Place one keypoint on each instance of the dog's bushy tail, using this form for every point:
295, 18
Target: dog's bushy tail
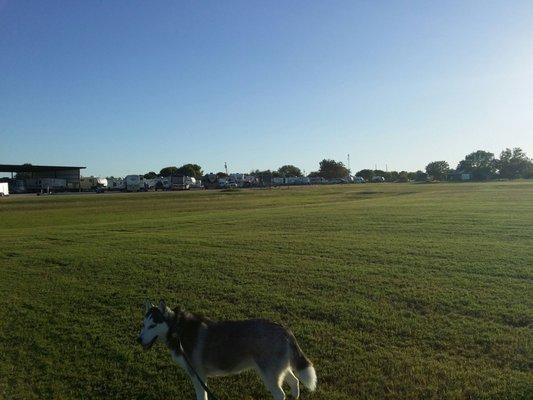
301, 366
──────
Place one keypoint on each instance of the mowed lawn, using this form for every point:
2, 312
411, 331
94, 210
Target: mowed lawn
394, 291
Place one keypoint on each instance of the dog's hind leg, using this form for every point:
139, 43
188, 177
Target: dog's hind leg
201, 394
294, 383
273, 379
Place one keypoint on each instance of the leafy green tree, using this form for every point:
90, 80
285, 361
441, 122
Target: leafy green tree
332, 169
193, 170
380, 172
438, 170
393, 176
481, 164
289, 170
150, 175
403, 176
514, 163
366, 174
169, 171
──────
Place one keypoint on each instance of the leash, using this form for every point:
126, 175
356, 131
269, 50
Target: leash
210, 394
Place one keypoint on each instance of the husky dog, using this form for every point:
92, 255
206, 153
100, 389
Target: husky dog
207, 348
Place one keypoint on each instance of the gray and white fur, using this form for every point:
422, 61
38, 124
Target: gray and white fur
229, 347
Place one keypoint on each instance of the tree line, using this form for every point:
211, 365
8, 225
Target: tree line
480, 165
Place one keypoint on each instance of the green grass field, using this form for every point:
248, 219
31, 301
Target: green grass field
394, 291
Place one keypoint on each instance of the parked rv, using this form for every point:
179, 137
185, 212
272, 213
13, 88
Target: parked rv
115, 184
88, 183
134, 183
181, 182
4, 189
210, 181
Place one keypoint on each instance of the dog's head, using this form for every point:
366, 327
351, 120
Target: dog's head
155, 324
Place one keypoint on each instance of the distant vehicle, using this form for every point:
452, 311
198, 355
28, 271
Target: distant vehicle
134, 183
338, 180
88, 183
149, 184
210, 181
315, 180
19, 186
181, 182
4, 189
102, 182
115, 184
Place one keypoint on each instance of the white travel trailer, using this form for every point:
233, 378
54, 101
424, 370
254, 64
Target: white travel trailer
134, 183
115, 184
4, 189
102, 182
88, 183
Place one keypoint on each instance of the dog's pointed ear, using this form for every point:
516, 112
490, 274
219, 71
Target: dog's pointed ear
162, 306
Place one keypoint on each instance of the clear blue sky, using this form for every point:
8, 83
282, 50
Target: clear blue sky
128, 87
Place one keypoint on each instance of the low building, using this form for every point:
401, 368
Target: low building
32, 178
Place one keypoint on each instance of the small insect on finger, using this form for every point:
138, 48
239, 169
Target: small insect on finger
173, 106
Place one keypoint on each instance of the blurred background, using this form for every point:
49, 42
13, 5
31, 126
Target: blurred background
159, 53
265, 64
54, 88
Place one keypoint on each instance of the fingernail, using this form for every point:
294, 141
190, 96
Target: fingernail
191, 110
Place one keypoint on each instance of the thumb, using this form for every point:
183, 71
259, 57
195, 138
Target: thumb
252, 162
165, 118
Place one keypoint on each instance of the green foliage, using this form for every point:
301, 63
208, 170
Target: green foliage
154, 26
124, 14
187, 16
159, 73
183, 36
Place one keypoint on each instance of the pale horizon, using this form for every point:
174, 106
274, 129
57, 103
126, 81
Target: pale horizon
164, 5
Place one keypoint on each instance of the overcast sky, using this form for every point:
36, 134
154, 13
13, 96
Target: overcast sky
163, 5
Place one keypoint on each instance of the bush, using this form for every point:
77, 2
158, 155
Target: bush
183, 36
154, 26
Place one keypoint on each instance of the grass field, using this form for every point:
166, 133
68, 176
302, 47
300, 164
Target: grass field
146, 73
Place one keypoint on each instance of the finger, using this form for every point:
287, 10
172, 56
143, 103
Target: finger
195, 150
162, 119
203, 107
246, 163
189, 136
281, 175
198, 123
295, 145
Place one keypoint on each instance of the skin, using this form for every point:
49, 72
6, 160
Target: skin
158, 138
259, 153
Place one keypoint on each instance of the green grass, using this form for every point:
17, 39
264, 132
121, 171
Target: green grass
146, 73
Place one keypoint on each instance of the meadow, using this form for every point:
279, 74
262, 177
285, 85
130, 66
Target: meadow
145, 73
──────
[TASK STATEMENT] Identify each line in the rows above that contains the word "overcast", and copy every such line in full.

[EXPECTED OUTPUT]
Place one keypoint on each instance of the overcast sky, using this form for every point:
Target: overcast sky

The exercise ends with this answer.